◆ Coordinate annotation entries
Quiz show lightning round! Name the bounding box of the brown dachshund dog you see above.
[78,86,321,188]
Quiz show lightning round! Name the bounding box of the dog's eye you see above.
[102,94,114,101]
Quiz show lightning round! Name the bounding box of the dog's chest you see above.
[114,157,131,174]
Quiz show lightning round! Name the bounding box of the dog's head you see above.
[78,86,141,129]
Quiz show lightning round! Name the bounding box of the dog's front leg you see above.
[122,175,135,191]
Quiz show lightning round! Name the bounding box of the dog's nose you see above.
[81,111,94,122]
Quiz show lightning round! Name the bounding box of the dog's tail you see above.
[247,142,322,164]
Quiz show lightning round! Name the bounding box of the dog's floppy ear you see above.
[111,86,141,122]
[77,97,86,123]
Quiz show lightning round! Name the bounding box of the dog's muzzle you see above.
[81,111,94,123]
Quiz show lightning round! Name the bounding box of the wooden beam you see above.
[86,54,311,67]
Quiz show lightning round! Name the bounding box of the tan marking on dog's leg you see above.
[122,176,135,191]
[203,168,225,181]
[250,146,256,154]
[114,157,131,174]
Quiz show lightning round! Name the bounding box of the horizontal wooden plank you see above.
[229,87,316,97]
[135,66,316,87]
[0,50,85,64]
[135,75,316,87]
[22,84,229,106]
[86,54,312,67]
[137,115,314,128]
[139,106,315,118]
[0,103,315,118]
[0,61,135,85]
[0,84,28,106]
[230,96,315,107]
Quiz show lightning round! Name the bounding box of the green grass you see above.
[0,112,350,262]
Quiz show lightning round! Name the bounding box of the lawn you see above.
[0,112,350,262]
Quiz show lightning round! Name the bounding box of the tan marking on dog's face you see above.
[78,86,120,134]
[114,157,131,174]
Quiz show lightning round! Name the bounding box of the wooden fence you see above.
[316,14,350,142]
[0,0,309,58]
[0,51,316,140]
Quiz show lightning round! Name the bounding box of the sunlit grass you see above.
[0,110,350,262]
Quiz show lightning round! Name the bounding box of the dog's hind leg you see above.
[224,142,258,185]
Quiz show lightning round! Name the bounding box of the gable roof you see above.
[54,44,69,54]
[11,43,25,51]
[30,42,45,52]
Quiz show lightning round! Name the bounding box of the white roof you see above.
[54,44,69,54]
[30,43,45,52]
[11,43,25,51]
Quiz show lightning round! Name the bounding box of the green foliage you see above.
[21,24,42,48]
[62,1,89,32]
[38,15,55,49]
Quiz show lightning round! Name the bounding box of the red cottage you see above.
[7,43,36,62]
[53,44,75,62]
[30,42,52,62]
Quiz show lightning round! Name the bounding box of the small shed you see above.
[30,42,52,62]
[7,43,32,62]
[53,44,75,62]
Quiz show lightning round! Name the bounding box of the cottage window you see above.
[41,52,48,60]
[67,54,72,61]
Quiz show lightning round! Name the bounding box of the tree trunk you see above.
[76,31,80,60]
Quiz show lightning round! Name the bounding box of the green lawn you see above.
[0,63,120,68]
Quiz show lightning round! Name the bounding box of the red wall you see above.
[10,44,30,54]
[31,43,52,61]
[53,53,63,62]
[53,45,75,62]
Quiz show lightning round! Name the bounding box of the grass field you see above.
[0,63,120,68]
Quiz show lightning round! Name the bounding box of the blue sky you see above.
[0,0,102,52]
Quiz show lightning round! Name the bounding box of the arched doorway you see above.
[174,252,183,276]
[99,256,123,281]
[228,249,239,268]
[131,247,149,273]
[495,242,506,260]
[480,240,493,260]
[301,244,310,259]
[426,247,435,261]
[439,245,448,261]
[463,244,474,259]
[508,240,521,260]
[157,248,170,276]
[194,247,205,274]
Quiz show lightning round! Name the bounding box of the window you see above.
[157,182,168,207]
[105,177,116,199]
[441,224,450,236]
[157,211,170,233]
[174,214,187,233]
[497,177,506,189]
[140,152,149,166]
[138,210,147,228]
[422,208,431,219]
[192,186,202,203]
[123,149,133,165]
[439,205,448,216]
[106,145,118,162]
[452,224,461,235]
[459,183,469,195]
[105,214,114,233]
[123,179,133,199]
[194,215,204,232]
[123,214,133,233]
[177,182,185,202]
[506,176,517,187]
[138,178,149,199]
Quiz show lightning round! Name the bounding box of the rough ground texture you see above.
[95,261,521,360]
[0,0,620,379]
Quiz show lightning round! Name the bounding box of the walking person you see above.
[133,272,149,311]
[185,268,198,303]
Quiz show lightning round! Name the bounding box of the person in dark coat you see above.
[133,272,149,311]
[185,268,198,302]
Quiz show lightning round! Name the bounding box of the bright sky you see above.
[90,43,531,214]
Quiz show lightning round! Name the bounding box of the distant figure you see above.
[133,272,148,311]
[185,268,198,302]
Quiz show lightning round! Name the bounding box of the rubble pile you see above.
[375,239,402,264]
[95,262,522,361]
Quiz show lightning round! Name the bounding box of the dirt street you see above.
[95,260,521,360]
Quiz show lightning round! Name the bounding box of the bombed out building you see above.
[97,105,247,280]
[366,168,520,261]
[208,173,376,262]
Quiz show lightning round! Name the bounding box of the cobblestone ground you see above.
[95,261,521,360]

◆ GIVEN TASK
Reproduce every row above word for word.

◆ RESPONSE TO THE TASK
Quiz show lightning round! Name the bounding box of the brown dachshund dog you see above.
[78,86,321,188]
Quiz show lightning round! Name the bounding box of the dog's eye you see above.
[102,94,114,101]
Quiz show lightning round! Name the bounding box of the dog's chest you see above.
[114,157,131,174]
Quiz show lightning round! Name the bounding box of the dog's head you see above.
[78,86,141,129]
Quiz show lightning round! Name the bounding box of the dog's front leg you see above.
[122,175,135,191]
Quiz show lightning round! Name the bounding box of the dog's nose you see above.
[81,111,94,122]
Quiz show lightning round! Name the bounding box of the dog's tail you see above.
[247,142,322,164]
Quiz show lightning round! Name the bounding box of the dog's floppy ear you see above.
[111,86,141,122]
[77,97,86,123]
Quiz show lightning round! Name the bounding box of the dog's muzzle you see above.
[81,111,94,123]
Quiz show lightning round! Name the bounding box of the wooden beam you see above.
[86,54,311,67]
Quiz show lightning round! Name the bounding box of the tan marking on dog's leg you see above.
[122,176,135,191]
[203,168,225,181]
[250,146,256,154]
[114,157,131,174]
Quiz show lightning round! Name the bounding box of the horizontal wooden plank you see above.
[229,87,316,97]
[135,66,316,87]
[0,50,85,64]
[135,75,316,87]
[22,84,229,106]
[86,54,312,67]
[137,115,314,128]
[139,106,315,118]
[0,103,315,118]
[0,61,135,85]
[0,84,28,106]
[230,96,315,107]
Quiz show lightning round! Name the bounding box of the green grass you see above.
[0,112,350,262]
Quiz show lightning round! Name the bounding box of the lawn you see above.
[0,112,350,262]
Quiz show lightning round! Name the bounding box of the tan marking on dog's face you see above.
[78,86,120,134]
[114,157,131,174]
Quiz show lightning round! Name the bounding box of the wooden fence you see above.
[316,14,350,142]
[0,0,309,58]
[0,51,316,140]
Quiz show lightning round! Name the bounding box of the sunlit grass you see above.
[0,110,350,262]
Quiz show lightning round! Name the bounding box of the dog's hind leg you see above.
[224,142,258,185]
Quiz show lightning round! Name the bounding box of the gable roof you see above.
[54,44,69,54]
[11,43,25,51]
[30,42,45,52]
Quiz show lightning round! Name the bounding box of the white roof you see above.
[54,44,69,54]
[30,43,45,52]
[11,43,25,51]
Quiz show lightning round! Name the bounding box of the green foliage you see above.
[21,24,42,48]
[62,1,89,32]
[38,15,55,49]
Quiz show lightning round! Name the bounding box of the red cottage you see above.
[7,43,36,62]
[53,44,75,62]
[30,42,52,62]
Quiz show lightning round! Name the bounding box of the small shed you see above.
[30,42,52,62]
[7,43,32,62]
[53,44,75,62]
Quiz show lightning round! Name the bounding box of the cottage window you see above.
[41,52,48,60]
[67,54,72,61]
Quiz show lightning round! Name the bounding box of the tree trunk you see above.
[76,31,80,60]
Quiz show lightning round! Name the bounding box of the green lawn you see above.
[0,63,120,68]
Quiz show lightning round! Name the bounding box of the red wall you see above.
[10,44,30,54]
[31,43,52,61]
[53,53,63,62]
[53,45,75,62]
Quiz show lightning round! Name the bounding box of the grass field you see above.
[0,63,120,68]
Quiz show lightning round! Name the bounding box of the blue sky you see above.
[0,0,102,52]
Quiz show lightning round! Name the bounding box of the arched doorway you see above.
[174,252,183,276]
[99,256,123,281]
[228,249,239,268]
[131,247,149,273]
[495,242,506,260]
[480,240,493,260]
[301,244,310,259]
[426,247,435,261]
[439,245,448,261]
[463,244,474,259]
[508,240,521,260]
[157,248,170,276]
[194,247,205,274]
Quiz show lightning round! Name the bounding box of the window you see above.
[157,182,168,207]
[105,177,116,199]
[441,224,450,236]
[157,211,170,233]
[174,214,187,233]
[497,177,506,189]
[140,152,149,166]
[138,210,147,228]
[422,208,431,219]
[192,186,202,203]
[123,149,133,165]
[439,205,448,216]
[106,145,118,162]
[452,224,461,235]
[459,183,469,195]
[105,214,114,233]
[123,179,133,199]
[194,215,204,232]
[123,214,133,233]
[177,182,185,202]
[506,176,517,187]
[138,178,149,199]
Quiz show lightning round! Name the bounding box of the rough ground texture you see above.
[95,261,521,360]
[0,0,620,379]
Quiz show lightning round! Name the bounding box of the walking person you see above.
[133,272,149,311]
[185,268,198,303]
Quiz show lightning round! Name the bounding box of the person in dark coat you see above.
[133,272,149,311]
[185,268,198,302]
Quiz show lightning round! Name the bounding box of the bright sky you see above.
[90,43,531,214]
Quiz show lightning round! Name the bounding box of the distant figure you see above.
[133,272,148,311]
[185,268,198,302]
Quiz show lightning round! Name the bounding box of the rubble pile you see above.
[375,239,402,264]
[95,262,522,361]
Quiz show lightning round! Name the bounding box of the dirt street you see above.
[95,260,521,360]
Quiz show lightning round! Name the bounding box of the bombed out building you see above.
[97,105,247,280]
[366,168,520,261]
[208,173,376,262]
Quiz show lightning round! Name the bounding box of the cobblestone ground you see above.
[95,261,521,360]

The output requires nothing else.